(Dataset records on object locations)
____

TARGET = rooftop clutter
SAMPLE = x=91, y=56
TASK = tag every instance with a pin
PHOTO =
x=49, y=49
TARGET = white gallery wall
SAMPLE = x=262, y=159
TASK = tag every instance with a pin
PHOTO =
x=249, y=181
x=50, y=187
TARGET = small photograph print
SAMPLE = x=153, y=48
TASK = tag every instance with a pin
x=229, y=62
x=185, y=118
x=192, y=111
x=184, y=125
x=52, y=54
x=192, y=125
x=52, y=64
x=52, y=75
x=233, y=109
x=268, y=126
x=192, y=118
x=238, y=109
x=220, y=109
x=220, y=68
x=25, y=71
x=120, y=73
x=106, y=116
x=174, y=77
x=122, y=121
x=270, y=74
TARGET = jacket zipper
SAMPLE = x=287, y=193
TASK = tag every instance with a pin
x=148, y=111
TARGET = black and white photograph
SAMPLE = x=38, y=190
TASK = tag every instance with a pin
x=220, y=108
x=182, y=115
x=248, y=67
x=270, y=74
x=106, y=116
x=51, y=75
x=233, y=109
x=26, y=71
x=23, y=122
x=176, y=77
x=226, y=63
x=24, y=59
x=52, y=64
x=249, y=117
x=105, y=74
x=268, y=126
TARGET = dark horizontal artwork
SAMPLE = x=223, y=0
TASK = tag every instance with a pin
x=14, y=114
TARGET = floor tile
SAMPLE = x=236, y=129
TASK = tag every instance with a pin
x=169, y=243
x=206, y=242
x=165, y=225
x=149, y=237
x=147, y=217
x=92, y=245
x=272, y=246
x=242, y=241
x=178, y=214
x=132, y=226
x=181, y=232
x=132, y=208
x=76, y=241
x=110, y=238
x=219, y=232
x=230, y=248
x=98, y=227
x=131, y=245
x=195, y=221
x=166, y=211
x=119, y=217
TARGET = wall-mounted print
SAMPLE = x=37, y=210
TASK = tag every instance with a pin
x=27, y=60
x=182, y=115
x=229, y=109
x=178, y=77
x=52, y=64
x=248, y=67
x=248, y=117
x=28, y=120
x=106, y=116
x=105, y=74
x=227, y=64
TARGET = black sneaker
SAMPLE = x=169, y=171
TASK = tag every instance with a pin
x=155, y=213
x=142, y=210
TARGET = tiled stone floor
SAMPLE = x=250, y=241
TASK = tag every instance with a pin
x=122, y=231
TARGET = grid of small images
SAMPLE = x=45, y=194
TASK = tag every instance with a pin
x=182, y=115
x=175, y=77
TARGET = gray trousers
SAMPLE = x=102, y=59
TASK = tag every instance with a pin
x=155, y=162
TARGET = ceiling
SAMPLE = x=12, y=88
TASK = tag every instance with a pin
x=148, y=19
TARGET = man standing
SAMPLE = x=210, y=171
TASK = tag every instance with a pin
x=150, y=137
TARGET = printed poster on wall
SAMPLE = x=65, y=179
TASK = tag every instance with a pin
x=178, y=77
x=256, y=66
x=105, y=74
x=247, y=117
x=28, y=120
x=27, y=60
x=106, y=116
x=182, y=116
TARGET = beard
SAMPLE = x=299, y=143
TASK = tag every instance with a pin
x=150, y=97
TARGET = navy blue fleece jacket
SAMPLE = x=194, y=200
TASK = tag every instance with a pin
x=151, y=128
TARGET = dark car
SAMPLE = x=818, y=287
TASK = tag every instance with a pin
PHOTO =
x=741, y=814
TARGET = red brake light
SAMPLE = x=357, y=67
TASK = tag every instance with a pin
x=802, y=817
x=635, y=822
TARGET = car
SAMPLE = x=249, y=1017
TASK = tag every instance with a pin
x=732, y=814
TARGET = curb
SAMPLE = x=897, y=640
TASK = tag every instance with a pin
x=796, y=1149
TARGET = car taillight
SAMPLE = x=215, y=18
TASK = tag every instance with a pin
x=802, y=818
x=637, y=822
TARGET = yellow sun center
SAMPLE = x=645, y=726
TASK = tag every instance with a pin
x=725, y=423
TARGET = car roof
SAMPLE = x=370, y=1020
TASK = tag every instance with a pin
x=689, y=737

____

## Task prompt
Reproduce the whole listing, swapping every "tag every instance with a pin" for "mark each one with a point" and leaving everything else untouched.

## Finished task
TARGET = rooftop clutter
SAMPLE = x=91, y=56
TASK = mark each one with a point
PHOTO =
x=49, y=49
TARGET = white gallery wall
SAMPLE = x=262, y=159
TASK = mark each one with a point
PHOTO =
x=249, y=181
x=50, y=187
TARGET = small photograph print
SAMPLE = x=153, y=48
TASK = mark each one with a point
x=229, y=62
x=185, y=118
x=192, y=111
x=184, y=125
x=52, y=54
x=192, y=125
x=52, y=64
x=52, y=75
x=233, y=109
x=268, y=126
x=192, y=118
x=238, y=109
x=220, y=109
x=220, y=68
x=25, y=71
x=120, y=73
x=106, y=116
x=174, y=77
x=122, y=121
x=270, y=74
TARGET = jacket zipper
SAMPLE = x=287, y=193
TASK = mark each one with a point
x=148, y=111
TARGET = black and white photograph
SAMPLE = x=38, y=190
TASK = mark each one with a point
x=220, y=108
x=182, y=115
x=248, y=67
x=270, y=74
x=106, y=116
x=51, y=75
x=233, y=109
x=26, y=71
x=23, y=122
x=176, y=77
x=226, y=63
x=24, y=59
x=52, y=64
x=249, y=117
x=105, y=74
x=268, y=126
TARGET = dark horizontal artwork
SAMPLE = x=223, y=0
TASK = mark each one with a point
x=14, y=114
TARGET = floor tile
SAMPLE = x=236, y=129
TASK = mark each one with a point
x=169, y=243
x=206, y=242
x=165, y=225
x=149, y=237
x=147, y=217
x=92, y=245
x=272, y=246
x=242, y=241
x=178, y=214
x=132, y=226
x=181, y=232
x=132, y=208
x=76, y=241
x=110, y=238
x=219, y=232
x=230, y=248
x=98, y=227
x=131, y=245
x=195, y=221
x=166, y=211
x=119, y=217
TARGET = wall-mounted print
SAMPLE = x=37, y=210
TASK = mark each one with a point
x=27, y=60
x=182, y=115
x=229, y=109
x=178, y=77
x=52, y=64
x=248, y=67
x=248, y=117
x=28, y=120
x=106, y=116
x=105, y=74
x=227, y=64
TARGET = black sneaker
SAMPLE = x=169, y=171
TASK = mark each one with a point
x=155, y=213
x=142, y=210
TARGET = tiled stone floor
SAMPLE = x=250, y=241
TASK = mark each one with a point
x=122, y=231
TARGET = grid of small images
SAMPLE = x=45, y=194
TASK = mark each one with a point
x=182, y=115
x=175, y=77
TARGET = gray trousers
SAMPLE = x=102, y=59
TASK = mark each one with a point
x=155, y=162
TARGET = ceiling
SAMPLE = x=12, y=88
TASK = mark each one with a point
x=148, y=19
TARGET = man standing
SAMPLE = x=210, y=171
TASK = mark each one with a point
x=150, y=137
TARGET = printed poster on wall
SAMPLE = x=65, y=179
TASK = mark each one with a point
x=178, y=77
x=256, y=66
x=105, y=74
x=247, y=117
x=28, y=120
x=27, y=60
x=106, y=116
x=182, y=116
TARGET = beard
SAMPLE = x=299, y=143
TASK = mark each one with a point
x=150, y=97
TARGET = navy blue fleece jacket
SAMPLE = x=194, y=200
TASK = mark each one with a point
x=151, y=128
TARGET = dark car
SAMPLE = x=818, y=287
TASK = mark each one with a point
PHOTO =
x=741, y=814
TARGET = red brake light
SAMPLE = x=357, y=67
TASK = mark each one with a point
x=802, y=817
x=635, y=822
TARGET = car
SAMPLE = x=249, y=1017
TASK = mark each one with a point
x=732, y=814
TARGET = curb
SAMPLE = x=897, y=640
TASK = mark each one with a point
x=796, y=1149
TARGET = car taillight
SAMPLE = x=215, y=18
TASK = mark each one with a point
x=802, y=818
x=637, y=822
TARGET = yellow sun center
SAMPLE = x=645, y=726
TASK = mark each one with a point
x=725, y=423
TARGET = car roof
SAMPLE = x=370, y=1020
TASK = mark each one with a point
x=689, y=737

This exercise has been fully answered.